▶ Exercise description
Take the line containing "For the scouting record, return for every instance of the narrow" and all lines after it to the end of the records, and output them exactly.

================

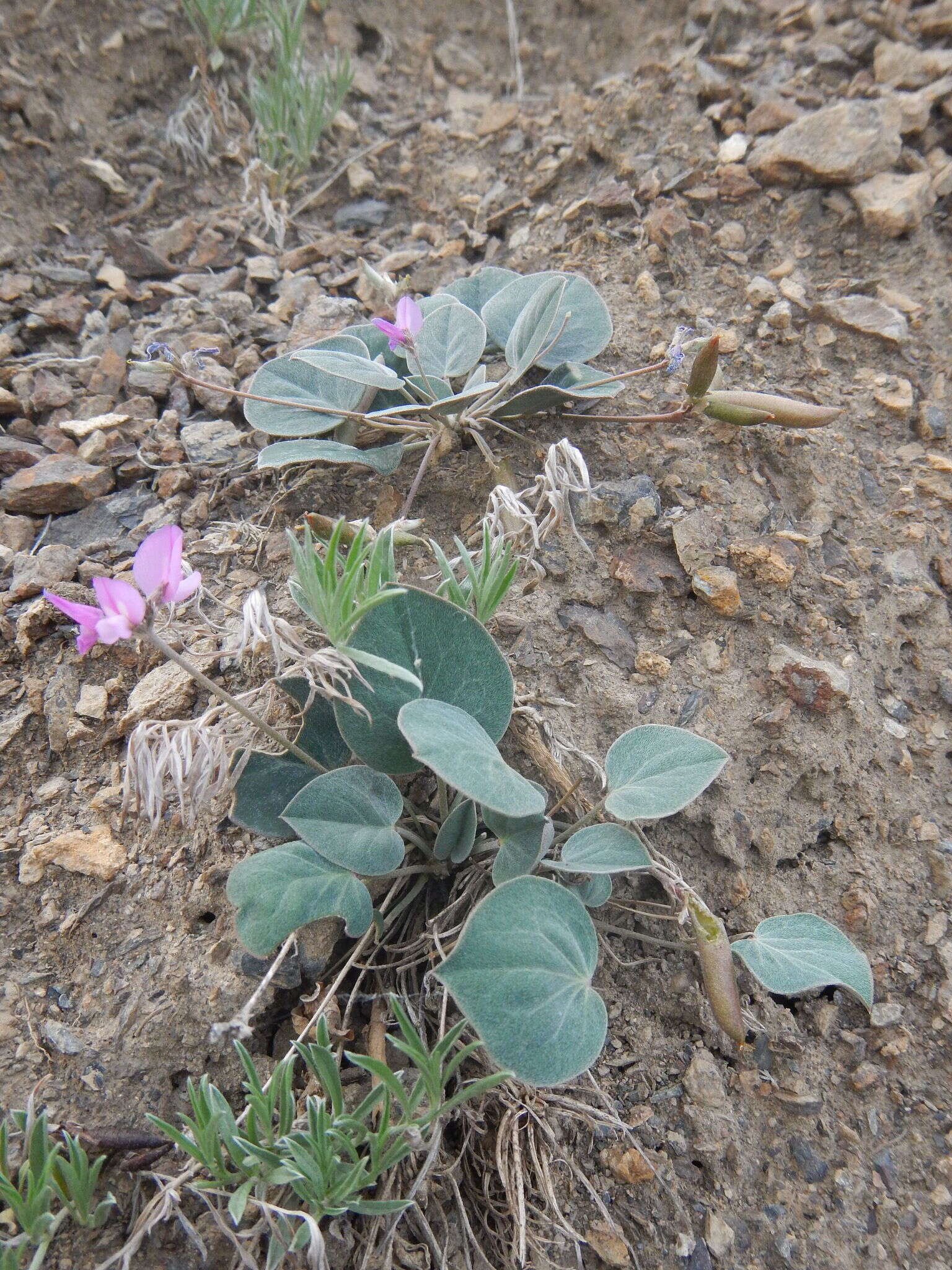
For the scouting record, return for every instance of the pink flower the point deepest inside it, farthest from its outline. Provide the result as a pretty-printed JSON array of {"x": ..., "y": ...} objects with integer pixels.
[
  {"x": 157, "y": 568},
  {"x": 404, "y": 331}
]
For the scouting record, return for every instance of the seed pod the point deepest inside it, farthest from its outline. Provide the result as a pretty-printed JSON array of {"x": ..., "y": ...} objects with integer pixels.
[
  {"x": 703, "y": 368},
  {"x": 714, "y": 951},
  {"x": 783, "y": 411}
]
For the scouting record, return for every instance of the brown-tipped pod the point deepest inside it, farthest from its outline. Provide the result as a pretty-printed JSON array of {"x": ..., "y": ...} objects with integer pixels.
[
  {"x": 716, "y": 959},
  {"x": 774, "y": 409},
  {"x": 703, "y": 368}
]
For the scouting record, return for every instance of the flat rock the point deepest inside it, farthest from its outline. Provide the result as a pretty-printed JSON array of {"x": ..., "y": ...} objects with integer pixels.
[
  {"x": 810, "y": 681},
  {"x": 209, "y": 441},
  {"x": 97, "y": 854},
  {"x": 866, "y": 315},
  {"x": 894, "y": 203},
  {"x": 837, "y": 145},
  {"x": 47, "y": 568},
  {"x": 165, "y": 693},
  {"x": 61, "y": 483}
]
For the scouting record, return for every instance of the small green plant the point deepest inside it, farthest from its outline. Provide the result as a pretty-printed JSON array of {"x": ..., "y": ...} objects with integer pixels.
[
  {"x": 43, "y": 1185},
  {"x": 216, "y": 22},
  {"x": 293, "y": 103},
  {"x": 522, "y": 967},
  {"x": 300, "y": 1166}
]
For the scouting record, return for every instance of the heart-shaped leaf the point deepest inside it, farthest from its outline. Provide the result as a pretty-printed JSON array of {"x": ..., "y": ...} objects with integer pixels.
[
  {"x": 295, "y": 385},
  {"x": 536, "y": 326},
  {"x": 459, "y": 748},
  {"x": 283, "y": 888},
  {"x": 450, "y": 652},
  {"x": 457, "y": 833},
  {"x": 593, "y": 892},
  {"x": 348, "y": 366},
  {"x": 270, "y": 781},
  {"x": 522, "y": 974},
  {"x": 603, "y": 849},
  {"x": 451, "y": 342},
  {"x": 350, "y": 815},
  {"x": 586, "y": 334},
  {"x": 799, "y": 951},
  {"x": 656, "y": 770},
  {"x": 381, "y": 459}
]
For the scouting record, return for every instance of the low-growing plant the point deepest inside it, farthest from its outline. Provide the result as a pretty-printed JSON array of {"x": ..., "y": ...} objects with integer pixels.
[
  {"x": 45, "y": 1180},
  {"x": 480, "y": 356}
]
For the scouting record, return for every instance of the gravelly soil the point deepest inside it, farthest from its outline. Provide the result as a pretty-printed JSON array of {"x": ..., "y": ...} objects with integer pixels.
[{"x": 828, "y": 1145}]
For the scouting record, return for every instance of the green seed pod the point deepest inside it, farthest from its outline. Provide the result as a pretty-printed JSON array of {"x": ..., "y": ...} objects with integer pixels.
[
  {"x": 714, "y": 951},
  {"x": 703, "y": 368},
  {"x": 782, "y": 411}
]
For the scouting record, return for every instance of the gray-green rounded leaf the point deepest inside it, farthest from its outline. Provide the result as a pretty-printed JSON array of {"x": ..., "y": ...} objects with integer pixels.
[
  {"x": 281, "y": 454},
  {"x": 283, "y": 888},
  {"x": 350, "y": 815},
  {"x": 587, "y": 331},
  {"x": 455, "y": 659},
  {"x": 656, "y": 770},
  {"x": 451, "y": 342},
  {"x": 799, "y": 951},
  {"x": 459, "y": 748},
  {"x": 522, "y": 974},
  {"x": 603, "y": 849},
  {"x": 457, "y": 833},
  {"x": 293, "y": 386}
]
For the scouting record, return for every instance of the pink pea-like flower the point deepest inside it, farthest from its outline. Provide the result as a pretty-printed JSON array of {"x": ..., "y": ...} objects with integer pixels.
[
  {"x": 403, "y": 332},
  {"x": 122, "y": 609}
]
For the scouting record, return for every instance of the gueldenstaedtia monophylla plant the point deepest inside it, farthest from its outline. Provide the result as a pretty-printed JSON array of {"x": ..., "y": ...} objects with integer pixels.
[{"x": 479, "y": 357}]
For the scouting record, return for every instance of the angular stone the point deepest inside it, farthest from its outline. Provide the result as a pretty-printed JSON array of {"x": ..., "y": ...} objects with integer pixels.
[
  {"x": 866, "y": 315},
  {"x": 718, "y": 587},
  {"x": 892, "y": 203},
  {"x": 810, "y": 681},
  {"x": 837, "y": 145},
  {"x": 95, "y": 854},
  {"x": 61, "y": 483}
]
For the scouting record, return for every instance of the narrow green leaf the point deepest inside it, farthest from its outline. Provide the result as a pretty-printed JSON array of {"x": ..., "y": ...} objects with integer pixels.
[
  {"x": 656, "y": 770},
  {"x": 522, "y": 973},
  {"x": 456, "y": 747},
  {"x": 799, "y": 951}
]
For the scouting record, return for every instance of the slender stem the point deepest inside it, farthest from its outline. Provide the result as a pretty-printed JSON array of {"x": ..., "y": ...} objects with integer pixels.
[
  {"x": 224, "y": 695},
  {"x": 418, "y": 478}
]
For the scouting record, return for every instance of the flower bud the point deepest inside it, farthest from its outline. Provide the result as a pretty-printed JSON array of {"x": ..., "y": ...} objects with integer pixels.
[
  {"x": 703, "y": 368},
  {"x": 782, "y": 411}
]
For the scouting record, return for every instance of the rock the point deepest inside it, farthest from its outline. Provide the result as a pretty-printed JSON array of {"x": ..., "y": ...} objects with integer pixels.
[
  {"x": 95, "y": 854},
  {"x": 61, "y": 483},
  {"x": 811, "y": 1166},
  {"x": 810, "y": 681},
  {"x": 630, "y": 505},
  {"x": 604, "y": 630},
  {"x": 165, "y": 693},
  {"x": 607, "y": 1245},
  {"x": 47, "y": 568},
  {"x": 705, "y": 1082},
  {"x": 218, "y": 402},
  {"x": 82, "y": 429},
  {"x": 17, "y": 533},
  {"x": 838, "y": 145},
  {"x": 211, "y": 441},
  {"x": 892, "y": 203},
  {"x": 866, "y": 315},
  {"x": 718, "y": 587},
  {"x": 61, "y": 1038},
  {"x": 93, "y": 701},
  {"x": 769, "y": 561},
  {"x": 719, "y": 1236},
  {"x": 17, "y": 454}
]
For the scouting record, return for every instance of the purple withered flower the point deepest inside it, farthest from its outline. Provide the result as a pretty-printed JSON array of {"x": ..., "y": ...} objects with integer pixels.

================

▶ Result of this exercise
For the scouting record, return for every instance of the narrow green leaf the point deepest inside it, farthest from its outline. Provide the result as a pretty-printed JSON array of {"x": ..., "y": ...} objects with integer pixels.
[
  {"x": 656, "y": 770},
  {"x": 522, "y": 973},
  {"x": 456, "y": 747},
  {"x": 799, "y": 951}
]
For the scouting record, return for every instance of the slender stem the point deepest inside it, farthest from its outline. Provide the result as a pretty-printed JSON array of {"x": ..., "y": ...} objects with integer pixels.
[
  {"x": 224, "y": 695},
  {"x": 418, "y": 478}
]
For the scouting record, return for every instance of the flower bud the point deepest inside it, farthest from its outline. Provide the result as a pretty-printed JSON array of {"x": ..., "y": ...} objects with integer pixels.
[
  {"x": 703, "y": 368},
  {"x": 782, "y": 411}
]
For the scouting record, return for every instance of the rock the point deepest inside it, farthest from its outline. Provide the result as a pretty-printed JSON array of {"x": ..., "y": ...} objects with integer pixels.
[
  {"x": 95, "y": 854},
  {"x": 61, "y": 483},
  {"x": 811, "y": 1166},
  {"x": 810, "y": 681},
  {"x": 630, "y": 505},
  {"x": 604, "y": 630},
  {"x": 165, "y": 693},
  {"x": 607, "y": 1245},
  {"x": 47, "y": 568},
  {"x": 705, "y": 1082},
  {"x": 218, "y": 402},
  {"x": 82, "y": 429},
  {"x": 17, "y": 533},
  {"x": 838, "y": 145},
  {"x": 211, "y": 441},
  {"x": 892, "y": 203},
  {"x": 866, "y": 315},
  {"x": 718, "y": 587},
  {"x": 61, "y": 1038},
  {"x": 93, "y": 701},
  {"x": 769, "y": 561},
  {"x": 719, "y": 1236},
  {"x": 17, "y": 454}
]
For the scouting record, return for every instance of the purple withered flower the point deepest inside it, farthest from its outline. Provide the result as a pretty-printed JSON array of {"x": ..., "y": ...} objects with integer pixels.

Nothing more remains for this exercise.